▶ _Directions_
Output each entry exactly; skip nothing.

▶ _Data listing_
.....

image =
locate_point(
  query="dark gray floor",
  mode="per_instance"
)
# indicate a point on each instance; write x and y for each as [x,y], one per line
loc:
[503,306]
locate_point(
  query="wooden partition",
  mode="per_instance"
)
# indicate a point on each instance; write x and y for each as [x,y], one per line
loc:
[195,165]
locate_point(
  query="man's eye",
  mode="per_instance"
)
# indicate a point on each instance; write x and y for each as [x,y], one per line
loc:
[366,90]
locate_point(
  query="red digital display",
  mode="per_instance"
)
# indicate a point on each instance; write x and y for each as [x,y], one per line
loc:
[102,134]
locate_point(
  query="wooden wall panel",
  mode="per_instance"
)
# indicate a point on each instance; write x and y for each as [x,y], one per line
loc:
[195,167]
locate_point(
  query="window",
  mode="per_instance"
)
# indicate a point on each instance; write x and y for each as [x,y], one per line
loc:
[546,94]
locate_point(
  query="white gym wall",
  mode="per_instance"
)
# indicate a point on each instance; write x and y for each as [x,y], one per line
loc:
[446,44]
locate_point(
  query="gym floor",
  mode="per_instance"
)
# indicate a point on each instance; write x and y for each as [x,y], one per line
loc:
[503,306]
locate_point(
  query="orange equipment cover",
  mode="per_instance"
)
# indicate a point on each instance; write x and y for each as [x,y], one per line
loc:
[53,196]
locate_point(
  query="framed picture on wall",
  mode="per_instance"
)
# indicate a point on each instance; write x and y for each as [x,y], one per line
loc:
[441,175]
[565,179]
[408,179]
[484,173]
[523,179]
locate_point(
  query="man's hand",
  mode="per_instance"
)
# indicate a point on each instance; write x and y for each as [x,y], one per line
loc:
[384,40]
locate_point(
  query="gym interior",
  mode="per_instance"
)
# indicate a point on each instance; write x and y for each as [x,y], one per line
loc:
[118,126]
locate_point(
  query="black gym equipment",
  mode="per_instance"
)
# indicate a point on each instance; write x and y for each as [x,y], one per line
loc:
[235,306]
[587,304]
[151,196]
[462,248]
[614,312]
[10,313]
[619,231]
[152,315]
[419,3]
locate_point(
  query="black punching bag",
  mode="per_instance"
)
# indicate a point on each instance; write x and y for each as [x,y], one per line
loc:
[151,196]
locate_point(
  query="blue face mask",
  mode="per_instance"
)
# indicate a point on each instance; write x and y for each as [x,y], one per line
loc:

.....

▶ _Expected output_
image =
locate_point(
  query="dark gray floor",
  mode="per_instance"
)
# indicate a point on each instance; write x and y for each as [x,y], one per line
loc:
[503,306]
locate_point(
  query="wooden partition",
  mode="per_instance"
)
# indicate a point on each instance; write x and y for each as [x,y], one per line
loc:
[195,165]
locate_point(
  query="man's eye",
  mode="per_instance"
)
# indicate a point on each instance; write x and y for each as [x,y], one per line
loc:
[366,90]
locate_point(
  query="red digital display",
  mode="per_instance"
)
# indicate a point on each instance; write x and y for each as [x,y], one per line
loc:
[102,134]
locate_point(
  query="wooden wall panel",
  mode="per_instance"
)
# indicate a point on each instance; write x and y for each as [x,y], one per line
loc:
[195,167]
locate_point(
  query="window",
  mode="per_instance"
)
# indicate a point on each instance; write x and y for each as [x,y], one per line
loc:
[546,94]
locate_point(
  query="white gym wall",
  mode="per_instance"
)
# indicate a point on each instance; write x and y for each as [x,y], one per line
loc:
[446,44]
locate_point(
  query="gym floor",
  mode="per_instance"
)
# indicate a point on each instance; write x and y for each as [x,y], one per line
loc:
[503,306]
locate_point(
  query="orange equipment cover",
  mode="per_instance"
)
# indicate a point on each instance; write x and y for each as [x,y], one per line
loc:
[53,196]
locate_point(
  query="framed picture on wall",
  mode="per_instance"
)
# indicate a point on each instance; write x and y for each as [x,y], one per line
loc:
[441,175]
[565,179]
[408,179]
[484,173]
[523,179]
locate_point(
  query="man's hand",
  mode="per_instance"
)
# indicate a point on each instance; write x and y for each as [x,y], one per line
loc:
[384,40]
locate_point(
  query="gym interior",
  mode="per_instance"
)
# indicate a point on each instance; write x and y for each as [x,y], one per line
loc:
[118,126]
locate_point(
  query="black gym equipment",
  mode="per_instance"
)
# indicate a point on each instance; write x and y for each as [x,y], one per line
loc:
[235,306]
[587,304]
[151,196]
[462,248]
[614,312]
[10,313]
[619,231]
[152,315]
[419,3]
locate_point(
  query="black punching bag",
  mode="per_instance"
)
# indicate a point on each instance; write x and y for each as [x,y], one per line
loc:
[151,196]
locate_point(
  query="blue face mask",
  mode="per_instance"
)
# indicate a point on each instance; write x and y for each as [x,y], one per line
loc:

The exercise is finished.